Problem requirements
Render each line below as a string in a JSON list, one string per line, omitting blank lines. Do this for every item.

Stored data entries
*-*-*

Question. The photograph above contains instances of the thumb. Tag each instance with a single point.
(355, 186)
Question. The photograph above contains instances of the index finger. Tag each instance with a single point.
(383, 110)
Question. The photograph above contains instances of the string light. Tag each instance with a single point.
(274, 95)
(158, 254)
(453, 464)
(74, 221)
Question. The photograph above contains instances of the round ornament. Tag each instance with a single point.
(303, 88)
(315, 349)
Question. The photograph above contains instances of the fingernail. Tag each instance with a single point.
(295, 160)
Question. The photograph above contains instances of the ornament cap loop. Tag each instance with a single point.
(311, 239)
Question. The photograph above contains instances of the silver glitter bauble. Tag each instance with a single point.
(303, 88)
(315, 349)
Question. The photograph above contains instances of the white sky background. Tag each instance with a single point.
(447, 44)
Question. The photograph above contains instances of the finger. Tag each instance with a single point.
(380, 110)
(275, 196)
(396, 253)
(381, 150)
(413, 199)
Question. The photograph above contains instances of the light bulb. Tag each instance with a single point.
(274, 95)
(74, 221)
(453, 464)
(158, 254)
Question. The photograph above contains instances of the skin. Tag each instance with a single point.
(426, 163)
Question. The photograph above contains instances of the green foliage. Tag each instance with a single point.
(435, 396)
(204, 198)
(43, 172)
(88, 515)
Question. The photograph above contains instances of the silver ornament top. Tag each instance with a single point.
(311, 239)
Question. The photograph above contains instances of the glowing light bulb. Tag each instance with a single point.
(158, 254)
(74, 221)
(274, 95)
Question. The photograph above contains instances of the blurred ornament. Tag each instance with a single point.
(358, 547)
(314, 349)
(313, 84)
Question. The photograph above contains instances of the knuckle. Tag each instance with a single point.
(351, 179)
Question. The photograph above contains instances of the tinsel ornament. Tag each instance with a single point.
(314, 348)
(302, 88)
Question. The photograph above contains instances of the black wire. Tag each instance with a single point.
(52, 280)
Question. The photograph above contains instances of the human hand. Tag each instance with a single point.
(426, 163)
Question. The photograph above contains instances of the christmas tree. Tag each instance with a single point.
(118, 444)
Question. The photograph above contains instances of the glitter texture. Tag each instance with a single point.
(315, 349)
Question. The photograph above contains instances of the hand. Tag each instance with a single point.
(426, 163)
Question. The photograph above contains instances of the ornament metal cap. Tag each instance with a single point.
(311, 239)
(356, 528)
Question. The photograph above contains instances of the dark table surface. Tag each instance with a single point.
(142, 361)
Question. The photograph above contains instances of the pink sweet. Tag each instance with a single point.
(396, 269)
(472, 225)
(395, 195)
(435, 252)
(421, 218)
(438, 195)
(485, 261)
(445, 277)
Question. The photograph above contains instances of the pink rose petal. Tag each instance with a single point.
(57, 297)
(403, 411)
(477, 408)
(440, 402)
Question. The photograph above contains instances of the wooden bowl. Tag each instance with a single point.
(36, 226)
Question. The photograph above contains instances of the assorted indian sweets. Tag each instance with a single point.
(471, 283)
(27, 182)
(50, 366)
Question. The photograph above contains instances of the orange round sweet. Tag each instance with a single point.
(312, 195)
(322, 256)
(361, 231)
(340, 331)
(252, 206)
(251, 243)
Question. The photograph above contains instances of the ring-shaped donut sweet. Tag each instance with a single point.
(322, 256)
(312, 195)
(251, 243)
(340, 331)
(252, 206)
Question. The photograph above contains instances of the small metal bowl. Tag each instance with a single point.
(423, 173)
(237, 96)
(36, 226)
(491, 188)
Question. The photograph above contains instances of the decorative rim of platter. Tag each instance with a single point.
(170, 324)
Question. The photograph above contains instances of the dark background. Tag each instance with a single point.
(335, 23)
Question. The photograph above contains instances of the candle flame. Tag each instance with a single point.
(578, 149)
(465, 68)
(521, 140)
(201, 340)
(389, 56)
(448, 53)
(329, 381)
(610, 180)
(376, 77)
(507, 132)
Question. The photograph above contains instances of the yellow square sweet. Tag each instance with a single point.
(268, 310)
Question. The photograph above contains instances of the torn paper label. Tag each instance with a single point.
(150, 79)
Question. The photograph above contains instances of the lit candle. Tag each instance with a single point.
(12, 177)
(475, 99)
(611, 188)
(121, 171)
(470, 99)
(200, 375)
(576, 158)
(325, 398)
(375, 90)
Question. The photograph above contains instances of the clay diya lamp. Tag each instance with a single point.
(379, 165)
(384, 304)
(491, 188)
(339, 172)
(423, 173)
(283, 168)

*-*-*

Task response
[
  "Question. The photograph above contains instances of the thumb. Tag each instance with a single point.",
  "(355, 186)",
  "Question. The photograph above contains instances of the index finger. Tag each instance with a single point.",
  "(383, 110)",
  "Question. The photograph above contains instances of the string light. Tag each instance with a single point.",
  "(274, 95)",
  "(158, 254)",
  "(453, 464)",
  "(74, 221)",
  "Question. The photograph above contains instances of the round ornament. Tag each instance with a single point.",
  "(303, 88)",
  "(315, 349)",
  "Question. The photograph above contains instances of the fingernail. Tag each instance with a single point.",
  "(295, 160)",
  "Question. The photograph above contains instances of the ornament cap loop. Tag each instance with a single point.",
  "(311, 239)",
  "Question. The photograph above contains instances of the silver glitter bauble. Tag each instance with a single point.",
  "(303, 88)",
  "(315, 349)",
  "Question. The photograph above contains instances of the white sky background. Tag each instance with a single point.",
  "(447, 44)",
  "Question. The photograph above contains instances of the finger. Tag each instance with a single point.",
  "(380, 110)",
  "(275, 196)",
  "(396, 253)",
  "(381, 150)",
  "(413, 199)",
  "Question. The photograph above contains instances of the light bulb. Tag each instance with a single point.",
  "(274, 95)",
  "(74, 221)",
  "(453, 464)",
  "(158, 254)",
  "Question. The photograph above contains instances of the skin. Tag each instance with a single point.",
  "(426, 163)",
  "Question. The photograph above contains instances of the green foliage. Tag each instance with a single point.",
  "(435, 396)",
  "(204, 198)",
  "(43, 172)",
  "(88, 515)",
  "Question. The photograph above contains instances of the silver ornament top. Tag each instance with a single point.",
  "(311, 239)",
  "Question. The photograph above contains instances of the glowing light bulb. Tag each instance with a single point.",
  "(158, 254)",
  "(74, 221)",
  "(274, 95)",
  "Question. The photograph above contains instances of the blurred ornament. Tag each instance with a single point.",
  "(358, 547)",
  "(314, 349)",
  "(313, 84)",
  "Question. The photograph above contains instances of the knuckle. Tag each instance with a single point.",
  "(351, 179)",
  "Question. The photograph above contains instances of the tinsel ornament. Tag each instance with a single point.",
  "(314, 348)",
  "(302, 88)",
  "Question. The photograph above contains instances of the black wire. Tag each instance with a single point.",
  "(52, 280)",
  "Question. The photograph above contains instances of the human hand. Tag each instance with a single point.",
  "(426, 163)",
  "Question. The photograph above contains instances of the christmas tree. Tag each instance with a single point.",
  "(118, 444)",
  "Question. The photograph above contains instances of the glitter texture. Tag each instance with a single point.",
  "(315, 349)",
  "Question. The photograph above contains instances of the hand. Tag each instance with a single point.",
  "(426, 163)",
  "Question. The photograph above contains instances of the ornament metal cap. Tag each instance with a single point.",
  "(311, 239)",
  "(356, 528)",
  "Question. The photograph above contains instances of the dark table surface. Tag each instance with a single point.",
  "(142, 361)",
  "Question. The photograph above contains instances of the pink sweet. Tag each instance with a single point.",
  "(396, 269)",
  "(472, 225)",
  "(395, 195)",
  "(435, 252)",
  "(421, 218)",
  "(438, 195)",
  "(485, 261)",
  "(445, 277)",
  "Question. The photograph above contains instances of the pink rose petal. Tag each instance with a single point.",
  "(57, 297)",
  "(403, 411)",
  "(477, 408)",
  "(440, 402)",
  "Question. The photograph above contains instances of the wooden bowl. Tag each instance with a single point.",
  "(36, 226)",
  "Question. The photograph above contains instances of the assorted indian sweets. Tag each instance with a single point.",
  "(471, 283)",
  "(27, 182)",
  "(50, 366)",
  "Question. The photograph above contains instances of the orange round sweet. Tag each instance with a single point.",
  "(312, 195)",
  "(322, 256)",
  "(361, 231)",
  "(340, 331)",
  "(252, 206)",
  "(251, 243)",
  "Question. The photograph above contains instances of the ring-shaped donut sweet. Tag each instance with a single point.",
  "(322, 256)",
  "(312, 195)",
  "(251, 243)",
  "(340, 331)",
  "(252, 206)",
  "Question. The photograph above contains instances of the small metal bowl. Tag each instance with a single point.",
  "(423, 173)",
  "(237, 96)",
  "(36, 226)",
  "(491, 188)",
  "Question. The photograph above contains instances of the decorative rim of platter. Tag each instance with a single point.",
  "(170, 324)",
  "Question. The photograph above contains instances of the dark background. Tag each instance with a single point.",
  "(335, 23)",
  "Question. The photograph above contains instances of the candle flame. Tag each instance with a single point.",
  "(578, 149)",
  "(465, 68)",
  "(521, 140)",
  "(201, 340)",
  "(389, 56)",
  "(448, 53)",
  "(329, 381)",
  "(610, 180)",
  "(376, 77)",
  "(507, 132)",
  "Question. The photograph above contains instances of the yellow square sweet. Tag each instance with a single point.",
  "(268, 310)",
  "Question. The photograph above contains instances of the torn paper label. Tag each instance with a single point.",
  "(150, 79)",
  "Question. The photograph above contains instances of the lit candle. Tag each instance with a single point.",
  "(12, 177)",
  "(475, 99)",
  "(611, 188)",
  "(121, 171)",
  "(470, 99)",
  "(200, 375)",
  "(576, 158)",
  "(325, 398)",
  "(375, 90)",
  "Question. The photograph above contains instances of the clay diya lamp. Tag each instance with a single point.",
  "(379, 165)",
  "(384, 304)",
  "(491, 188)",
  "(339, 172)",
  "(423, 173)",
  "(283, 168)"
]